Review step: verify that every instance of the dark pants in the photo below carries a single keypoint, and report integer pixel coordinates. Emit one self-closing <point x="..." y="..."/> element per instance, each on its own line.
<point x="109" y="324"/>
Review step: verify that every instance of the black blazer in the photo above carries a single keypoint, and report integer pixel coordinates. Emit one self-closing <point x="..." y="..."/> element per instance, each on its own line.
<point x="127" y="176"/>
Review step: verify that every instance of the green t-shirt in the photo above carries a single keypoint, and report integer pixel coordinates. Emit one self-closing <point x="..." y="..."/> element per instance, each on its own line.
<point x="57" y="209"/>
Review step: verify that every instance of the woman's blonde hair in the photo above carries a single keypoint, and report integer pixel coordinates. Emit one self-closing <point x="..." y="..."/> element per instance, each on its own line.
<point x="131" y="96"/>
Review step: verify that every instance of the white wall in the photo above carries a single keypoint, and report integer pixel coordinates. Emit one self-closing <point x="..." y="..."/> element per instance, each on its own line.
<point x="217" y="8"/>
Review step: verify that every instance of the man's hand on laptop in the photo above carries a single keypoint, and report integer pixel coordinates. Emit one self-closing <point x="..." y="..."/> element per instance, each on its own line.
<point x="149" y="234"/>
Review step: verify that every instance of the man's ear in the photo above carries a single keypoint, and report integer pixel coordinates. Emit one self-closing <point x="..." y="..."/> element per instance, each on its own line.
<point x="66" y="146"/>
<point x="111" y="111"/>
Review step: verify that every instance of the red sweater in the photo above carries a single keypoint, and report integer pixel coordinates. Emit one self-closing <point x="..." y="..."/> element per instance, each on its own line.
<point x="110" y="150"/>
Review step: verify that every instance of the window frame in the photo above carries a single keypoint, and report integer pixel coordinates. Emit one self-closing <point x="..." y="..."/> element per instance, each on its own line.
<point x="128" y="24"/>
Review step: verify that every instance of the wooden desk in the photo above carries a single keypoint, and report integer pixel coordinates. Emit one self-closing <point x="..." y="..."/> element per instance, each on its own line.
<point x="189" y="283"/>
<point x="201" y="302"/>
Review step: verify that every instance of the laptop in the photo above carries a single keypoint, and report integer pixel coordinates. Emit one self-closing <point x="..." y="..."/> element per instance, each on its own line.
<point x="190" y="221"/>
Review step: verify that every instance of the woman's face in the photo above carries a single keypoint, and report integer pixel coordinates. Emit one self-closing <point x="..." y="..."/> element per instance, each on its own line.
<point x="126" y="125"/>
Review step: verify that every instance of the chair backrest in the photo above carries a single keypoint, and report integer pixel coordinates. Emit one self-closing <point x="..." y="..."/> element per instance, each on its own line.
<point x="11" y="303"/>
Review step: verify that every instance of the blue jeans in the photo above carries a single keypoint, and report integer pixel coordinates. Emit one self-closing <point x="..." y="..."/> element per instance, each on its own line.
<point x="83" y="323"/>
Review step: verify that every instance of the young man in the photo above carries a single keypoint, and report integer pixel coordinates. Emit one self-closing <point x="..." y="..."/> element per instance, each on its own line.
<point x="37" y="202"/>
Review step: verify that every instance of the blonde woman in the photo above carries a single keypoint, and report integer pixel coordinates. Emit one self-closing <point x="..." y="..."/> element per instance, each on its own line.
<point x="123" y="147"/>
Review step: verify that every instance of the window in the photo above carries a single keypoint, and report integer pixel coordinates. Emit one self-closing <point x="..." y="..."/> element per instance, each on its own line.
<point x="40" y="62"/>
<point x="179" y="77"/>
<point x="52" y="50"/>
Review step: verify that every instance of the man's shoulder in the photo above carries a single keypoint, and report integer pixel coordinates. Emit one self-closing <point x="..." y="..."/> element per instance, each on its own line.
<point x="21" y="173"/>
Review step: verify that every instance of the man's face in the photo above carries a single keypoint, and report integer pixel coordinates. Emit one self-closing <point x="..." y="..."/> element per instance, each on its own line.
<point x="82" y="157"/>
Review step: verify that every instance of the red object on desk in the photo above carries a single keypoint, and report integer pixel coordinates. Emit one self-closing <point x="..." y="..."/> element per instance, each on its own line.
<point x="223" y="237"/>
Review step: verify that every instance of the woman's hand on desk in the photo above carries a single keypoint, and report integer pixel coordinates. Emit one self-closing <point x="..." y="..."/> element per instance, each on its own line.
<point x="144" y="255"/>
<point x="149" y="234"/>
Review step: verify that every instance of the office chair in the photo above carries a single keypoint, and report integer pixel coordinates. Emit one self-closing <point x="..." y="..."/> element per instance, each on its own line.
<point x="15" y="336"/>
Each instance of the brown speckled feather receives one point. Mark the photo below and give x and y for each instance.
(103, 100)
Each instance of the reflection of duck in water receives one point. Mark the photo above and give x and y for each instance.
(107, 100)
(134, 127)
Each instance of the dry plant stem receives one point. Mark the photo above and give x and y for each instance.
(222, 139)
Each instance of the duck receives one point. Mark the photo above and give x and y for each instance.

────────────────────────────────────────

=== Given task ===
Reproduce every row above word for word, with the same line breaks and in the same order.

=== Exercise output ===
Review step: verify that every instance of the dark pants in the photo below carries a single keypoint, and report integer pixel coordinates. Emit one self-closing <point x="..." y="..."/> element per instance, each on its own line.
<point x="109" y="324"/>
Review step: verify that every instance of the black blazer in the photo above carries a single keypoint, and report integer pixel coordinates. Emit one self-closing <point x="..." y="..."/> element per instance, each on its own line.
<point x="127" y="176"/>
Review step: verify that every instance of the green t-shirt in the photo above carries a single keypoint, and report integer pixel coordinates. Emit one self-closing <point x="..." y="..."/> element per instance, each on its own line.
<point x="57" y="209"/>
Review step: verify that every instance of the woman's blonde hair in the photo above carries a single keypoint, and report integer pixel coordinates. Emit one self-closing <point x="..." y="..."/> element per instance, each on its own line.
<point x="131" y="96"/>
Review step: verify that every instance of the white wall in the photo above carries a single keypoint, and report integer pixel coordinates. Emit one self-closing <point x="..." y="..."/> element per instance, each on its own line.
<point x="217" y="8"/>
Review step: verify that every instance of the man's hand on laptop in the photo above carries a single keypoint, and report integer pixel coordinates. Emit one self-closing <point x="..." y="..."/> element per instance, each on its own line.
<point x="149" y="234"/>
Review step: verify that every instance of the man's ear in the photo above carries a single keypoint, and report integer pixel coordinates. Emit one self-closing <point x="..." y="..."/> element per instance, each on its own line.
<point x="66" y="146"/>
<point x="111" y="111"/>
Review step: verify that every instance of the red sweater in the photo above carries a single keypoint, and report integer pixel coordinates. Emit one self-closing <point x="..." y="..."/> element per instance, each on its own line.
<point x="110" y="150"/>
Review step: verify that every instance of the window frame in the photo above carries a single keypoint, and report integer pixel coordinates. Emit one self-closing <point x="..." y="..."/> element per instance, each on its own line.
<point x="128" y="24"/>
Review step: verify that every instance of the wooden desk in the photo above carries a single keypoint, and report integer pixel coordinates. Emit one self-closing <point x="..." y="..."/> element per instance, each on its own line.
<point x="189" y="283"/>
<point x="201" y="302"/>
Review step: verify that every instance of the laptop in the photo above carries a single keypoint, and report integer pixel coordinates. Emit one self-closing <point x="..." y="..."/> element per instance, each on its own line.
<point x="190" y="221"/>
Review step: verify that every instance of the woman's face in the photo above carries a single keypoint, and report integer pixel coordinates. Emit one self-closing <point x="..." y="..."/> element per instance, each on its own line.
<point x="126" y="125"/>
Review step: verify that every instance of the chair backrest in the photo above carries a single keypoint, and report integer pixel coordinates. Emit one self-closing <point x="..." y="..."/> element per instance, each on its own line.
<point x="11" y="303"/>
Review step: verify that every instance of the blue jeans in the photo above carries a single keypoint, and report integer pixel coordinates. Emit one self-closing <point x="..." y="..."/> element per instance, each on its own line.
<point x="83" y="323"/>
Review step: verify that every instance of the young man in the photo above carries a single keypoint, and report integer pixel coordinates. Emit one self-closing <point x="..." y="..."/> element per instance, each on its own line.
<point x="37" y="202"/>
Review step: verify that every instance of the blonde woman in the photo above carries a single keypoint, and report integer pixel coordinates. Emit one self-closing <point x="..." y="..."/> element per instance, each on its own line.
<point x="123" y="147"/>
Review step: verify that every instance of the window in the photo above carries a single keypoint, and report integer pixel coordinates. Emit one self-closing <point x="..." y="..."/> element per instance, each on its own line.
<point x="40" y="62"/>
<point x="179" y="77"/>
<point x="52" y="50"/>
Review step: verify that every instance of the man's shoulder in the photo above carries a single keypoint, and report integer pixel coordinates. Emit one self-closing <point x="..." y="..."/> element per instance, each on its own line.
<point x="21" y="173"/>
Review step: verify that every instance of the man's face in the photo above carries a single keypoint, and report integer pixel coordinates. Emit one self-closing <point x="..." y="..."/> element per instance, each on its own line.
<point x="82" y="157"/>
Review step: verify that every instance of the red object on desk in the photo above carries a single keypoint, and report integer pixel coordinates. Emit one self-closing <point x="..." y="..."/> element per instance, each on its own line.
<point x="223" y="237"/>
Review step: verify that every instance of the woman's hand on desk in the photo above carries a single keypoint, and report integer pixel coordinates. Emit one self-closing <point x="..." y="..."/> element per instance, each on its own line.
<point x="144" y="255"/>
<point x="149" y="234"/>
Review step: verify that every instance of the office chair in the photo above carries a single keypoint, and report integer pixel coordinates. Emit one self-closing <point x="..." y="..."/> element per instance, each on its own line.
<point x="15" y="336"/>
Each instance of the brown speckled feather receives one point. Mark the photo below and give x and y for each instance.
(103, 100)
Each instance of the reflection of duck in water receives one point. Mark the photo above and give x and y for each instance.
(107, 100)
(134, 127)
Each instance of the dry plant stem receives one point. Mark the photo above and give x and y for each instance.
(222, 139)
Each instance of the duck receives one point. Mark the photo above and give x and y for each instance.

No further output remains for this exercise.